GOAL OF THE EXERCISE: Count the lines in the listing below that contain the string "front", treating uppercase and lowercase letters as distinct, and state only the resulting number.

Dataset records on object locations:

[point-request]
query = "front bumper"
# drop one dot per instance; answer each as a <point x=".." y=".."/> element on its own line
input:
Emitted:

...

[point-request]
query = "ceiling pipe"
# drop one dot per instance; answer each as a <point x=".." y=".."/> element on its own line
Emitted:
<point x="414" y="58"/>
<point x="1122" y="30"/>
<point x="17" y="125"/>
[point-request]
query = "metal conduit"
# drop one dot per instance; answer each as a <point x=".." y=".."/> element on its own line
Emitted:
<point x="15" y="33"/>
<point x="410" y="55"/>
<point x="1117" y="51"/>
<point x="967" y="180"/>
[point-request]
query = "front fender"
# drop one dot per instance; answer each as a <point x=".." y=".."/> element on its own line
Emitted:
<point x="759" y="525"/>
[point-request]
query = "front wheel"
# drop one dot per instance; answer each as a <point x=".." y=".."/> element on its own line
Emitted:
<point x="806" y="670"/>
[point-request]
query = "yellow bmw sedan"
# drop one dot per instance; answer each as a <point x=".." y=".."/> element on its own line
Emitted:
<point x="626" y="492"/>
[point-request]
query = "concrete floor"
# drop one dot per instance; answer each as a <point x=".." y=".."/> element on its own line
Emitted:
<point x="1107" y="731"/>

COMPLETED EXERCISE: 3